[Start of Records for the task]

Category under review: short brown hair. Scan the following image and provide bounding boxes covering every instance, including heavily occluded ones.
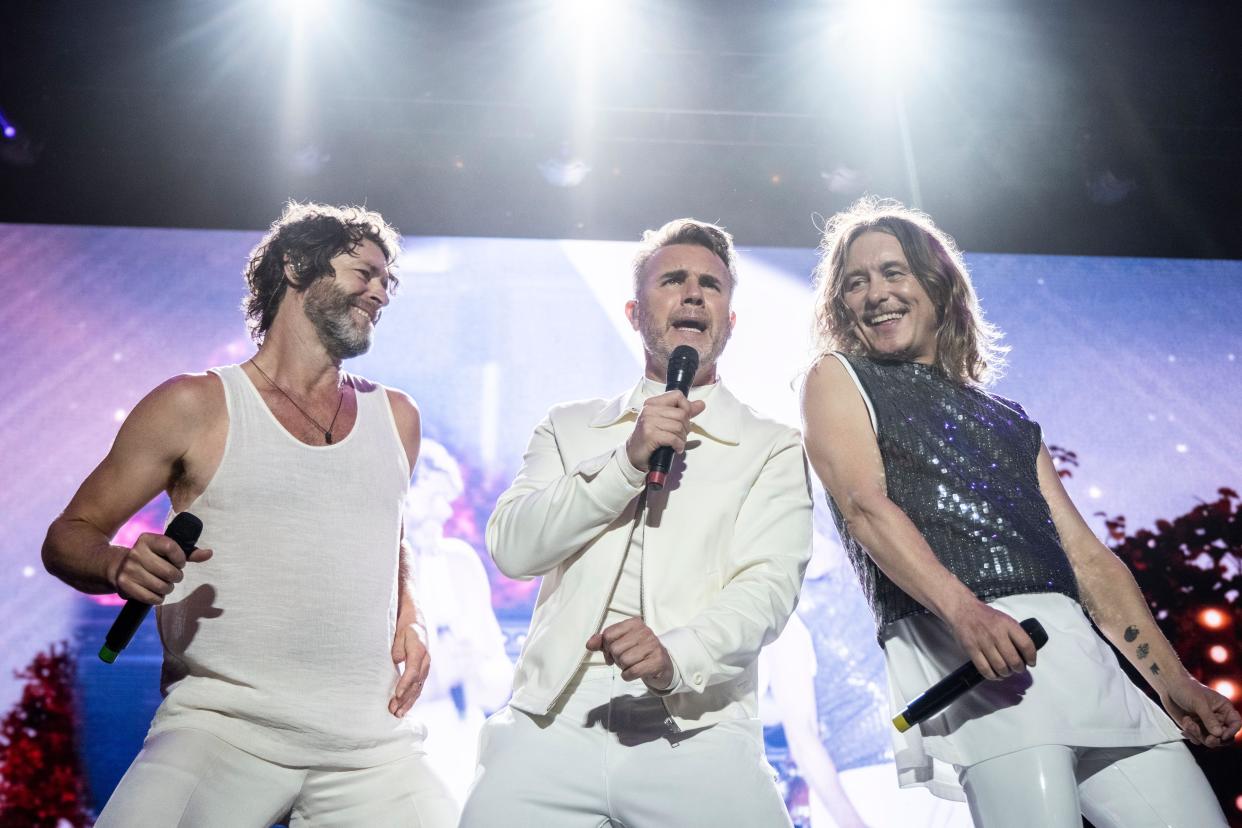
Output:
[633,218,738,297]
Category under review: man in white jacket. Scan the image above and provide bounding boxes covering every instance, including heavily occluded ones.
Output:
[462,218,811,828]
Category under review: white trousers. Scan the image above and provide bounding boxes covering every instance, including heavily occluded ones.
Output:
[96,730,457,828]
[959,742,1226,828]
[461,668,790,828]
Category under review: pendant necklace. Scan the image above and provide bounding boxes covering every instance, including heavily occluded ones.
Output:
[250,356,345,446]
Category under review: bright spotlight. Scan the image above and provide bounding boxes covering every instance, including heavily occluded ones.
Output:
[1199,607,1228,629]
[1212,679,1238,701]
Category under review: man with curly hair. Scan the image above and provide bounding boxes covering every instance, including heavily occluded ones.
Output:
[802,199,1240,828]
[43,204,456,828]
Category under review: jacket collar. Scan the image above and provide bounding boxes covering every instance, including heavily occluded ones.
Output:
[590,380,741,446]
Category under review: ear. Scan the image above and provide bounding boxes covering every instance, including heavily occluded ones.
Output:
[283,256,302,289]
[625,299,638,330]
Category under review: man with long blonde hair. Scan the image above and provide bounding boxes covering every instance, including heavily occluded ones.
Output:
[802,199,1240,828]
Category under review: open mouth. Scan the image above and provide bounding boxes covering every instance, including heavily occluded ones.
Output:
[863,310,905,328]
[672,319,707,334]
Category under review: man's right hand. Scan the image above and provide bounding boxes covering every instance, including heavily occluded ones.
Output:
[625,391,707,472]
[108,533,211,605]
[945,596,1036,682]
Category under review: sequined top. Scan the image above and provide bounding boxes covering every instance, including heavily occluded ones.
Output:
[830,355,1078,637]
[797,566,893,771]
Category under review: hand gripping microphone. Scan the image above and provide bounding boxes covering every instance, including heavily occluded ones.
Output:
[647,345,698,492]
[893,618,1048,734]
[99,511,202,664]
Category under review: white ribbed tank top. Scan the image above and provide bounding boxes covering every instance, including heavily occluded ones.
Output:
[152,365,424,767]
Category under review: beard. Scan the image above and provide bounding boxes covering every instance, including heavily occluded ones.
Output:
[638,302,732,370]
[303,278,373,360]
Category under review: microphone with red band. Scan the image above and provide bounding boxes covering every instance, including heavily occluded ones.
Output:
[99,511,202,664]
[647,345,698,492]
[893,618,1048,734]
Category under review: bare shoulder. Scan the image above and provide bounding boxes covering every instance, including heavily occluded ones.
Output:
[125,372,226,433]
[384,386,422,434]
[381,386,422,470]
[802,354,857,408]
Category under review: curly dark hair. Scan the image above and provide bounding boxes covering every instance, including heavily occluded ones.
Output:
[242,201,401,344]
[633,218,738,295]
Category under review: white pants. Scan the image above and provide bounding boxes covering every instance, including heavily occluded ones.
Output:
[96,730,457,828]
[809,762,974,828]
[959,742,1226,828]
[461,668,790,828]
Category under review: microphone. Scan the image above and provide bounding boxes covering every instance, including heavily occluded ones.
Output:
[647,345,698,492]
[99,511,202,664]
[893,618,1048,734]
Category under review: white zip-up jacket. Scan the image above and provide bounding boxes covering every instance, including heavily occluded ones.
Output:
[487,382,811,730]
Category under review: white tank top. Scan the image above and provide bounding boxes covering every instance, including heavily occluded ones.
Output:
[152,365,424,767]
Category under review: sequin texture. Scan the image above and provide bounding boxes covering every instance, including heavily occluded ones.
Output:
[828,356,1078,636]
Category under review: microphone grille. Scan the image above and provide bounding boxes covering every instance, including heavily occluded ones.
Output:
[668,345,698,376]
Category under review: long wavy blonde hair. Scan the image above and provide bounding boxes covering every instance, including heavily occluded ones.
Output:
[815,196,1009,385]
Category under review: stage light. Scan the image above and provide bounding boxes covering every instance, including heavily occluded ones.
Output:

[End of Records for the task]

• _Required task_:
Copy every one of the records above word for word, leaving the pictures out.

• _Solution_:
Category under review: short brown hair. Scan the following image and provide bounding boxes covering every instance, including heavily occluded ones.
Output:
[633,218,738,297]
Category under review: man in white jacket. Scan the image above and provide bounding boxes covering every instance, including heavily occluded ones.
Output:
[462,218,811,828]
Category under review: white trousers. Scan the image above and provide bounding boxes covering every instance, including heavily occluded ones.
Output:
[96,730,457,828]
[959,742,1226,828]
[461,668,790,828]
Category under review: pendant necklace. Scan the image above and provide bounding boxes covering every instance, including heavily occluded ones.
Output:
[250,356,345,446]
Category under review: bright spotlight. Scan the image above and provide bounding boxes covering every instance, including heavily occluded ones.
Output:
[1199,607,1228,629]
[1212,679,1238,701]
Category under review: man with curly hair. Scan the image above and provide bounding boxes covering every instance, including heavily occluded ones.
Output:
[802,199,1240,828]
[43,204,456,828]
Category under review: jacket collar. Scan the image above and provide bounding boxes covering every instance, including heavily occluded ones.
Output:
[590,380,741,446]
Category under review: ear. Scan the image above and provide bounding boxes covering every instance, including heavily occluded ones.
Output:
[283,256,302,289]
[625,299,638,330]
Category under review: man with long blonde hair. Scan the image above and provide bounding boxes covering every instance, including heavily occluded ones.
Output:
[802,199,1240,828]
Category under review: open mouth. Scan the image above and provide bounding boxes covering every instance, including heavily occluded ones.
Output:
[863,310,905,328]
[672,319,707,334]
Category under review: man's right hand. Scan the image above and provide bounding boxes covering every instance, including heavily occluded ones.
Output:
[625,391,707,472]
[108,533,211,605]
[945,596,1036,682]
Category under review: sequined top. Scan the image above and provide bounding boxes covering every instance, including heavily occluded ones.
Output:
[830,355,1078,637]
[797,566,893,771]
Category under review: hand gripping microphone. Scan the image above and provide bounding boxes covering every instance, including heavily occluded ones.
Output:
[647,345,698,492]
[893,618,1048,734]
[99,511,202,664]
Category under review: white ribbed tank top. Scan the image above and provide bounding boxes covering every instance, including heavily occluded ones.
Output:
[152,365,424,767]
Category under review: beard. Scan the image above and provide bounding boxes covering every instance, including heavily occluded ones.
Output:
[638,302,732,370]
[303,278,373,360]
Category under review: microphone with red band. Scan the image above and provide bounding boxes covering every instance, including heavily occluded ones.
Output:
[99,511,202,664]
[647,345,698,492]
[893,618,1048,734]
Category under review: bare shoulder. Scan the image above and provide bounding boxes covering every instance, including heavily occluded ones.
Output:
[125,372,226,433]
[384,386,422,434]
[381,386,422,470]
[802,354,857,408]
Category under review: curly dark hair. Scan the image above and provide bounding boxes covering every instance, including heavily occluded ones.
Output:
[242,201,401,344]
[633,218,738,295]
Category under review: white pants. Scan the image above and provide bounding boxes covering every instance, including heavily occluded ones.
Output:
[96,730,457,828]
[809,762,974,828]
[959,742,1226,828]
[461,668,790,828]
Category under review: microphone. Scan the image above and provide bounding boxes covering every instance, including heavily occluded ones.
Output:
[647,345,698,492]
[99,511,202,664]
[893,618,1048,734]
Category under review: white zip-up jacket. Scan the image above and provide bounding boxes covering every instance, including heavily occluded ones.
Output:
[487,382,811,730]
Category under review: white tank top. Scan the image above and provide bounding boxes covering every instance, including heavily occluded ones.
Output:
[152,365,424,767]
Category under review: sequin texture. Scan the image above and provide bounding boxes covering every instance, including heavily occluded ones.
Output:
[828,356,1078,636]
Category under review: microphone grille. Scan the image above and provide bounding boxes covering every instance, including heavily occluded ones.
Output:
[668,345,698,376]
Category under review: long wavy blonde hair. Scan the image above and provide bounding boxes covering every instance, including heavily occluded ones.
Output:
[815,196,1009,385]
Category under review: stage light. Scan the image above and provide bounding boxes covering every instance, including heavily occluded ones.
Output:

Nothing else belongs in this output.